→ **WHAT THE TASK REQUIRES**: Copy the newsletter's part that opens with the words containing "Standout Stories" and closes with "for Students (WSJ)", switching "Covid" to "pandemic".

→ **PASSAGE SHOWN**:
- - -

The 5 Key Factors to Evaluate Dividend Safety

PLUS: Two dividend studies to effectively apply these safety factors

Hello, YieldAlley readers! In this issue:

  • The Fed’s Preferred Inflation Gauge Slows.

  • How To Evaluate Dividend Safety.

  • How to track and monitor the highest cash rates.

  • And more!

NEWS

Standout Stories

📈 Peak ‘Roaring Kitty’? Dog-Tweet Rally Shows His Power and Limits (Bloomberg)

🧑‍🎓 Here’s What $200 Billion in Covid Money Did for Students (WSJ)

🏖️ 55-Year-Old Americans Are ‘Critically Underprepared’ for Retirement (CNBC)

💸 Americans’ Pandemic Savings Are Gone — And the Economy Is Bracing for Impact (Bloomberg)

👻 That Job You Applied for Might Not Exist. Here's What's Behind a Boom in "Ghost Jobs." (CBS)

MARKET THOUGHTS

Fed’s Preferred Inflation Gauge Slows to 3-Year Low, Increasing Chances of September Rate Cut

  • An inflation measure closely tracked by the Federal Reserve slowed to its smallest annual increase in three years.

- - -

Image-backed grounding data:

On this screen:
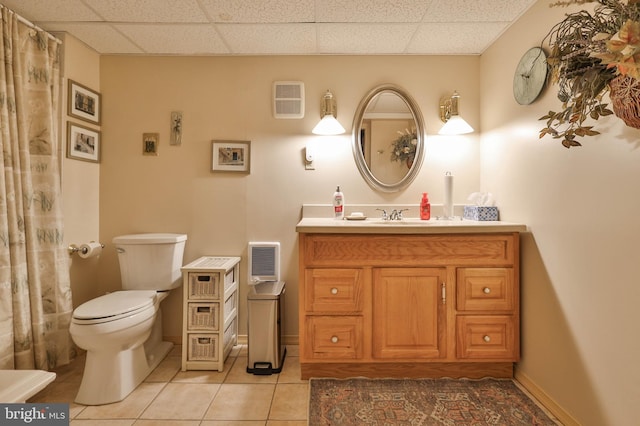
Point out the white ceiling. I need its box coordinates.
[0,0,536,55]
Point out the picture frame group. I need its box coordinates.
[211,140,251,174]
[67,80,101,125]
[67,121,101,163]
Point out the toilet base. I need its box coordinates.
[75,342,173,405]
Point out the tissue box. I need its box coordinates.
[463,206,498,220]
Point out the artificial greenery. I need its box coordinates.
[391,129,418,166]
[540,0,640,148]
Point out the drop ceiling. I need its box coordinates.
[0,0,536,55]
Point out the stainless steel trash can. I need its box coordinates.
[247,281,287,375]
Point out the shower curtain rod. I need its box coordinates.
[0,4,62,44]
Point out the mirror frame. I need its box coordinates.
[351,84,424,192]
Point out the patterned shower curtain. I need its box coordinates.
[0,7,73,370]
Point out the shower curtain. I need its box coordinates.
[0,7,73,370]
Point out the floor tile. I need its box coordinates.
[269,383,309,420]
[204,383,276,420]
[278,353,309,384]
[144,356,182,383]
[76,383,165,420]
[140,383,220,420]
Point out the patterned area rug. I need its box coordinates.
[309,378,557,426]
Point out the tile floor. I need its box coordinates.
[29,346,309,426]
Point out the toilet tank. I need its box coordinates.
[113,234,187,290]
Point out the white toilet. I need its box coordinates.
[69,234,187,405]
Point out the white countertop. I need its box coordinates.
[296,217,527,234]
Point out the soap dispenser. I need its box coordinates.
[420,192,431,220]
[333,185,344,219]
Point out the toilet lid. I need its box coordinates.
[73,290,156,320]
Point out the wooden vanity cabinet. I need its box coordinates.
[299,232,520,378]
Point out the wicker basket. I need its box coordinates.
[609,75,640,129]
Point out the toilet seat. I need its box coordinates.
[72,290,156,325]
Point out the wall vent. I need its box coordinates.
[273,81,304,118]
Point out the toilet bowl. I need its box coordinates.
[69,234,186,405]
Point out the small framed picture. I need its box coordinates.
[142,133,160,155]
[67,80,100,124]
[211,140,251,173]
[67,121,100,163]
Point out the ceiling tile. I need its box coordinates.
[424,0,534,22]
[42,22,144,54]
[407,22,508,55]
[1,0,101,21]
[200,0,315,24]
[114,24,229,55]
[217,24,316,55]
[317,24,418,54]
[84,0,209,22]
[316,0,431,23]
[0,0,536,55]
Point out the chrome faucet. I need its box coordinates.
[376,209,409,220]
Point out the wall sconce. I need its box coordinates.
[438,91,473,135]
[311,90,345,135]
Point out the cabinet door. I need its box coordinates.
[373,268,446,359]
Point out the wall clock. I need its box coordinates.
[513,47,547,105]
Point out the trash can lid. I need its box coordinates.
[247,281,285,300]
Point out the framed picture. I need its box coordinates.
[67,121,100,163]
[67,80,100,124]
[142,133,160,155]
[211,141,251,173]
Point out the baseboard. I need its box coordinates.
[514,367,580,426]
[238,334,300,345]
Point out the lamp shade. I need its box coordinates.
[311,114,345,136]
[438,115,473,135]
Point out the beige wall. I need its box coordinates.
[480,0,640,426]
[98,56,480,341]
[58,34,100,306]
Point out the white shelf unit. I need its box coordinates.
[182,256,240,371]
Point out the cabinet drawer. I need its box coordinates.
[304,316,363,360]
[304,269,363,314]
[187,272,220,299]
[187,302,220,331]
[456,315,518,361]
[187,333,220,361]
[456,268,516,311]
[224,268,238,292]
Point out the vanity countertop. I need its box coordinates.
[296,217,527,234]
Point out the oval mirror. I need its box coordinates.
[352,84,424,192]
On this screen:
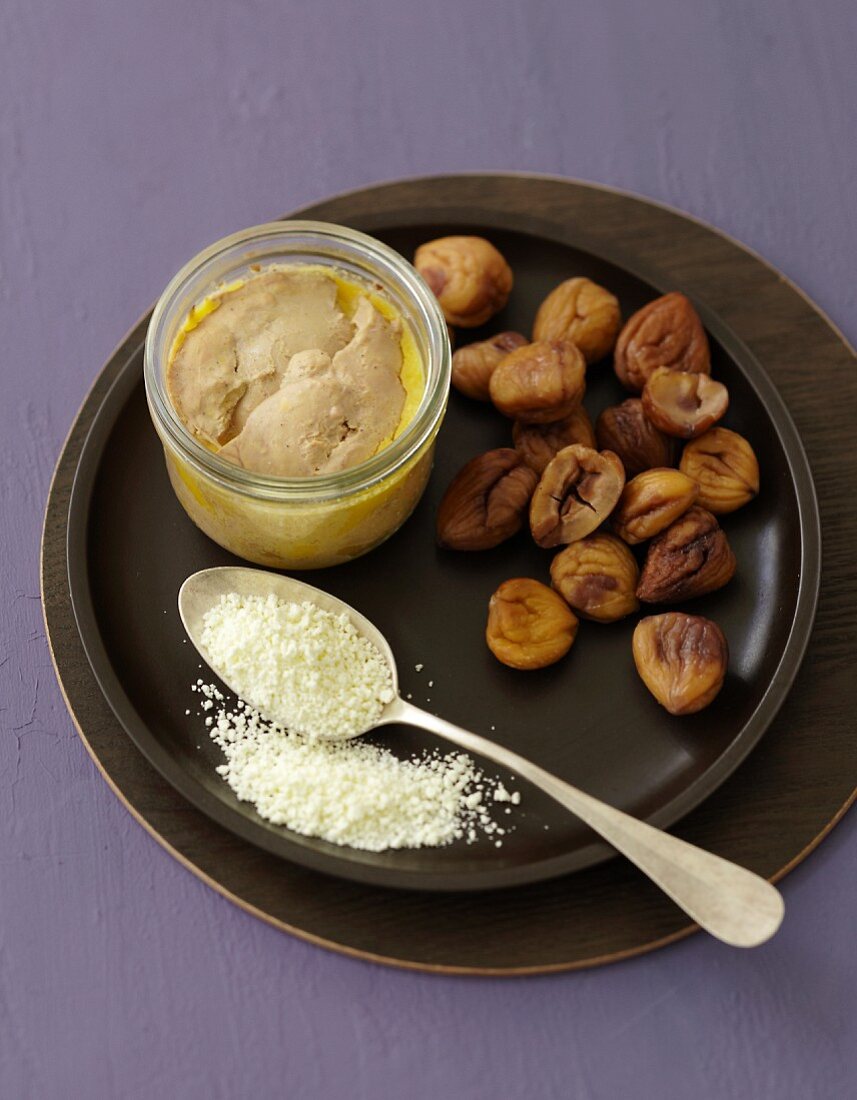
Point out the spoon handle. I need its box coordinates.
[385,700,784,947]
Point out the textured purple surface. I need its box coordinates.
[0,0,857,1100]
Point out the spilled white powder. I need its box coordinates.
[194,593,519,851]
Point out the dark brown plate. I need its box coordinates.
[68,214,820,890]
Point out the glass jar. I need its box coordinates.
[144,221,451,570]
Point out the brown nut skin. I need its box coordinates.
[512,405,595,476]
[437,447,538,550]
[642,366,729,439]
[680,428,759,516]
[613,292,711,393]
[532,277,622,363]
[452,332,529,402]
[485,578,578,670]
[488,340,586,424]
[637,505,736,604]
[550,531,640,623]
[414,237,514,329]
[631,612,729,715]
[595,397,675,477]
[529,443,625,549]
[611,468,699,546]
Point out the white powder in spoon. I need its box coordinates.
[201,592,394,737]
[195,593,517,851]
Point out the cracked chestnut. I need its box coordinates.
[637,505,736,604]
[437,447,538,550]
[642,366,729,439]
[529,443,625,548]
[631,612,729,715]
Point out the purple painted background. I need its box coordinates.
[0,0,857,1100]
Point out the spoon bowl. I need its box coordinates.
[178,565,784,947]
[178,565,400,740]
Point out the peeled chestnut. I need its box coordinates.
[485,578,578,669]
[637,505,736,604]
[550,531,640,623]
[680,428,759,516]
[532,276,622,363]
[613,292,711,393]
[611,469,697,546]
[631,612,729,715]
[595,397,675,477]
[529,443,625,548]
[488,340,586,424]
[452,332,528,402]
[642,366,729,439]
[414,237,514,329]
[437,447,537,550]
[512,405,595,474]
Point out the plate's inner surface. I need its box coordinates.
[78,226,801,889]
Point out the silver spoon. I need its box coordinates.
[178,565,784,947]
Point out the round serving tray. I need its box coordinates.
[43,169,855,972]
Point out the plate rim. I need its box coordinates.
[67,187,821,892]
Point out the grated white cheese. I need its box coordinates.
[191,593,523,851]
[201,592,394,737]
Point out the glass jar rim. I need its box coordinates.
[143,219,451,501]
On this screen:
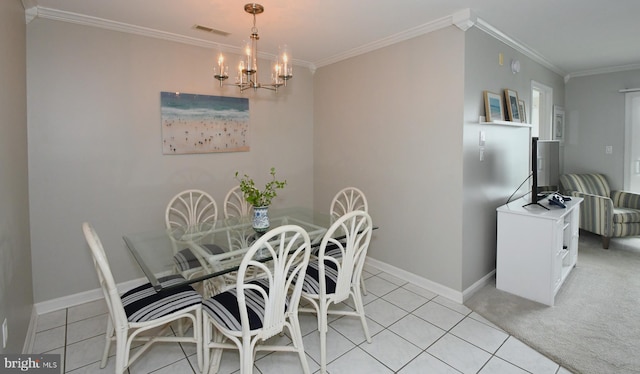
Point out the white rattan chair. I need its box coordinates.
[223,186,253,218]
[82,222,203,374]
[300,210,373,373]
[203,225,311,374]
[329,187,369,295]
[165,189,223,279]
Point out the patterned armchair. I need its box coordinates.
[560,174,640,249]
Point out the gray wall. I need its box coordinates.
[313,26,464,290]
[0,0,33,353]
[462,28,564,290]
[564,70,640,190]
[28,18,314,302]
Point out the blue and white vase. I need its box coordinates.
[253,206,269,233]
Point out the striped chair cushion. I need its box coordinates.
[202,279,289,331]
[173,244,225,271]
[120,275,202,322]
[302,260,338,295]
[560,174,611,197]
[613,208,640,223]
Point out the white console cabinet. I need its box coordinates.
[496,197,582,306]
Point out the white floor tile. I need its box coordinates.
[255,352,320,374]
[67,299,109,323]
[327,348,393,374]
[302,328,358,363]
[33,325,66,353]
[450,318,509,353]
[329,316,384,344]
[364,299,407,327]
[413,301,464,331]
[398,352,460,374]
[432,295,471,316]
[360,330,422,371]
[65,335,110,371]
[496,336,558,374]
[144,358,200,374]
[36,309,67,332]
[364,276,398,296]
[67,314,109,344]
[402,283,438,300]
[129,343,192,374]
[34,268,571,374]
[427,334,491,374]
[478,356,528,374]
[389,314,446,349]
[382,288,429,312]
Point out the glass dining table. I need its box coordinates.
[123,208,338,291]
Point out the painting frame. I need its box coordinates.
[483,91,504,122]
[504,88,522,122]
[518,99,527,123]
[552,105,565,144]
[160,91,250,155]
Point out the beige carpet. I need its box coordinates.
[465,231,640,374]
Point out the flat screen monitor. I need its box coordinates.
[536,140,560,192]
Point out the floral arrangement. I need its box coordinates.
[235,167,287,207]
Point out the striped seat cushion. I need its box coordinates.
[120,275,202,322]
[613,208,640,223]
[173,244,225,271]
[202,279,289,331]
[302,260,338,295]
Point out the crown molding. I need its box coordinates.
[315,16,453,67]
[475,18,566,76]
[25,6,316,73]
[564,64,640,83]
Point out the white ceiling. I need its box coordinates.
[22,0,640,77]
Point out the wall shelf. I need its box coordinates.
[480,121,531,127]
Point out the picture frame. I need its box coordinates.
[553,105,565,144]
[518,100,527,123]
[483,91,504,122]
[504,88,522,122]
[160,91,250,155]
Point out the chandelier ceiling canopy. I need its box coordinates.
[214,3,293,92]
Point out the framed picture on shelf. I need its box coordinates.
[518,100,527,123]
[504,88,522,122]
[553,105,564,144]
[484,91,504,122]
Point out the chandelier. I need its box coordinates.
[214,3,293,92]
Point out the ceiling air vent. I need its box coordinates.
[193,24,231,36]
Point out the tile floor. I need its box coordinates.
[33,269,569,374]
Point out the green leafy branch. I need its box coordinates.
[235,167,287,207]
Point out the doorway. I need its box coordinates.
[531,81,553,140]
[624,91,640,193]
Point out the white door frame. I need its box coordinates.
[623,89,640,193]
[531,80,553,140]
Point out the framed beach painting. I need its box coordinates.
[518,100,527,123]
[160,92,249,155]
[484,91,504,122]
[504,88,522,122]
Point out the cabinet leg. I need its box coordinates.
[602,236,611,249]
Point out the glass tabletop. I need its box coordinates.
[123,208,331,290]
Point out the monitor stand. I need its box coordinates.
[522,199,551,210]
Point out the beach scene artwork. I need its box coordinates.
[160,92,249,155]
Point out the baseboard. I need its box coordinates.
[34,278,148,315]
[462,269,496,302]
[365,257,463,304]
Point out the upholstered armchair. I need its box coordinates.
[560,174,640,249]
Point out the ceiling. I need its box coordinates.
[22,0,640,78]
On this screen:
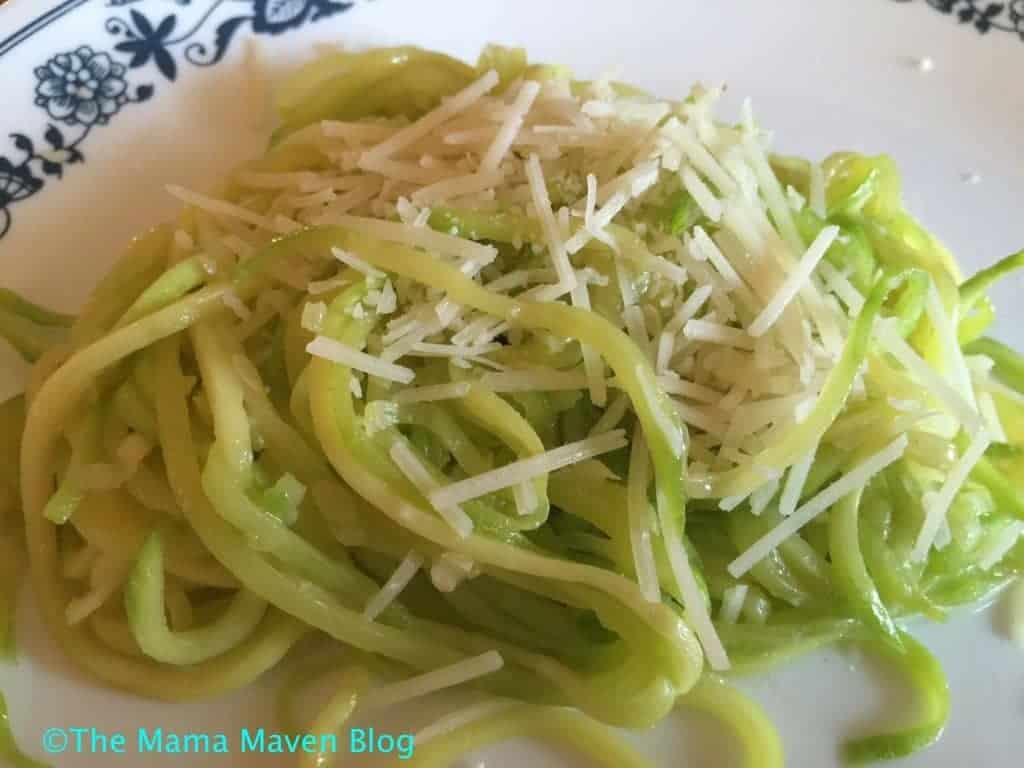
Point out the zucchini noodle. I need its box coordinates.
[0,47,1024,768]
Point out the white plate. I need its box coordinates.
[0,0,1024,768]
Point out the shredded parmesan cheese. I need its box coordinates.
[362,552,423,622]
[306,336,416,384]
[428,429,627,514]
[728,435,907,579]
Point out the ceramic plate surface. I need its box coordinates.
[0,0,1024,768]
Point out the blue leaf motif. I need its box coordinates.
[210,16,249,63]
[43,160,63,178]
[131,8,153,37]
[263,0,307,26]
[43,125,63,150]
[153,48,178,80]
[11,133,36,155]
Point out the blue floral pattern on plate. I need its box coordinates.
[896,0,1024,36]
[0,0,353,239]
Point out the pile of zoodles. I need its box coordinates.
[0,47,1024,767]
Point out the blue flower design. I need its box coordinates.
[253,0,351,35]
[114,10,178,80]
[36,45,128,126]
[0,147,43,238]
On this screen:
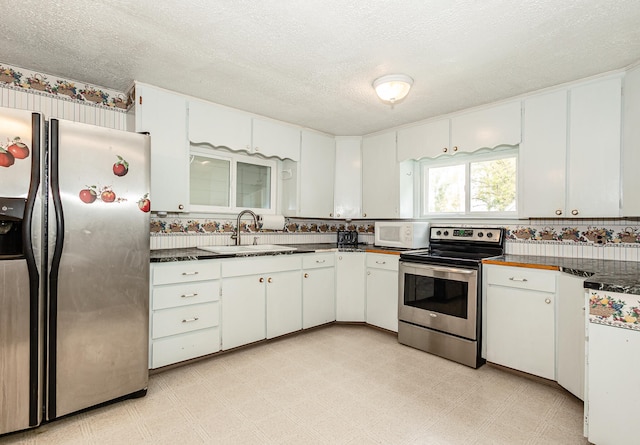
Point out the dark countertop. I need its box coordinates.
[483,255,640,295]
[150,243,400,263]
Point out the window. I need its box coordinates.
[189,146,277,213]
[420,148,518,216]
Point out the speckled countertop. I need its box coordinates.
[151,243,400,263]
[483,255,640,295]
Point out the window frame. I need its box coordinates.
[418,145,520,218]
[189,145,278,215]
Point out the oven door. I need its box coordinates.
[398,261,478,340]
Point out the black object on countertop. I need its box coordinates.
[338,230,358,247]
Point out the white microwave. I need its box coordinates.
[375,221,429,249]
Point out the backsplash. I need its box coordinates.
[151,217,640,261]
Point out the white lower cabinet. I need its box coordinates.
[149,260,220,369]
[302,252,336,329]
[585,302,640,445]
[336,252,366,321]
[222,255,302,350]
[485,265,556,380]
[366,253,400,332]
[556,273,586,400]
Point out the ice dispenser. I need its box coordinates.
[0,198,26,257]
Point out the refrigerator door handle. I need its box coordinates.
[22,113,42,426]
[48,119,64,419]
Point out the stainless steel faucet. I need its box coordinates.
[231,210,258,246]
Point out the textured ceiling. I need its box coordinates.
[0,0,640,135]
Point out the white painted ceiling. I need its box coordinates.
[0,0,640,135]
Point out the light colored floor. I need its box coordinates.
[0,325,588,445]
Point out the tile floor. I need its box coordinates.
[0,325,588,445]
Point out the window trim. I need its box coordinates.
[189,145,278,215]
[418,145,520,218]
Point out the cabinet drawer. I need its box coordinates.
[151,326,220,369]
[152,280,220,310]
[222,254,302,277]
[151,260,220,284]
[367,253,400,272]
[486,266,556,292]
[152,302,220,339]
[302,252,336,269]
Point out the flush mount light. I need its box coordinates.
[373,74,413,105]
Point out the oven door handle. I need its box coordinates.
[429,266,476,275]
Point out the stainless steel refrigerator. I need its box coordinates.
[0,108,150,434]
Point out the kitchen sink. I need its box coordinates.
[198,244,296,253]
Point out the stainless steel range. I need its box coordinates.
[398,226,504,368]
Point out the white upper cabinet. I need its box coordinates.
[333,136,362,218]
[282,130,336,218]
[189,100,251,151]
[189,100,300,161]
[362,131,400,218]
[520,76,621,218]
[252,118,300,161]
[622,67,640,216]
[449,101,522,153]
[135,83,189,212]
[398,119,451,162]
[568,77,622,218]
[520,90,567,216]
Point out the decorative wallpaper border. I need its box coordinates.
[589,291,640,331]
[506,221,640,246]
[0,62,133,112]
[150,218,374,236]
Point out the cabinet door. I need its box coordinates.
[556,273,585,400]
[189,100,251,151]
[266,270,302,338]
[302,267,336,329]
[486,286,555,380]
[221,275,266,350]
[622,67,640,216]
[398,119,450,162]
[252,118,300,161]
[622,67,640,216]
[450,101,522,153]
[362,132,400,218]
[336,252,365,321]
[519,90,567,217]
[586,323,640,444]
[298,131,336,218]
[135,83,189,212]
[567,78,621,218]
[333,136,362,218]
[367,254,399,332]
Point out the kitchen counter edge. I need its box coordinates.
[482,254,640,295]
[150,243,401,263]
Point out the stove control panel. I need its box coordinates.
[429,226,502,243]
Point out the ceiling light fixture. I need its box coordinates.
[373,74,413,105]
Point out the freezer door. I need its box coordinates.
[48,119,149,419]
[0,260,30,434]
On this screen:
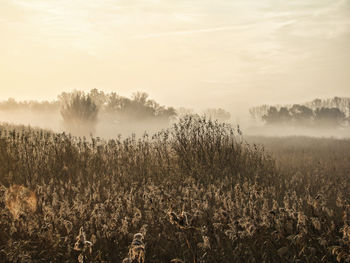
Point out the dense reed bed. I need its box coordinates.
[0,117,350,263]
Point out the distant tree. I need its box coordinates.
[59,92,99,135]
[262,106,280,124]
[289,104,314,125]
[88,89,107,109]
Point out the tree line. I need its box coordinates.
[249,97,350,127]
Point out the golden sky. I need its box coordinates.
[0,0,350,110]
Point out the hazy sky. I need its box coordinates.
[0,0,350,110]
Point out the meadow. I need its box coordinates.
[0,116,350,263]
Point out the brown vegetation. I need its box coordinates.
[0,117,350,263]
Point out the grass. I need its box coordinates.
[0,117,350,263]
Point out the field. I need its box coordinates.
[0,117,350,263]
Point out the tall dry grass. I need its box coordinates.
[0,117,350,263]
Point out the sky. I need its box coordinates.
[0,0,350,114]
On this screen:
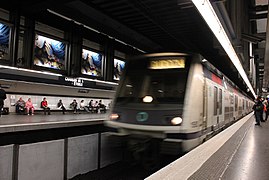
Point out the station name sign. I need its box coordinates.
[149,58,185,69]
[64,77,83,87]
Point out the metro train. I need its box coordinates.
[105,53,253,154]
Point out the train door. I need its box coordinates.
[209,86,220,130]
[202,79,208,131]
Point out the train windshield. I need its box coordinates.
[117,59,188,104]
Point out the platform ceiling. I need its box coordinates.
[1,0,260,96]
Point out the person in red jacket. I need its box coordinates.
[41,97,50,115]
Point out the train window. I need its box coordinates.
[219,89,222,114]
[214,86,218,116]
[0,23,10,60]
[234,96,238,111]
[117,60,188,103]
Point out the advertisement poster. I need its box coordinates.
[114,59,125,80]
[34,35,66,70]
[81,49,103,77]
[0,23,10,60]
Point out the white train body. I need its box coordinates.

- - -

→ **TASK RESPONSE**:
Standout Stories

📈 Peak ‘Roaring Kitty’? Dog-Tweet Rally Shows His Power and Limits (Bloomberg)

🧑‍🎓 Here’s What $200 Billion in pandemic Money Did for Students (WSJ)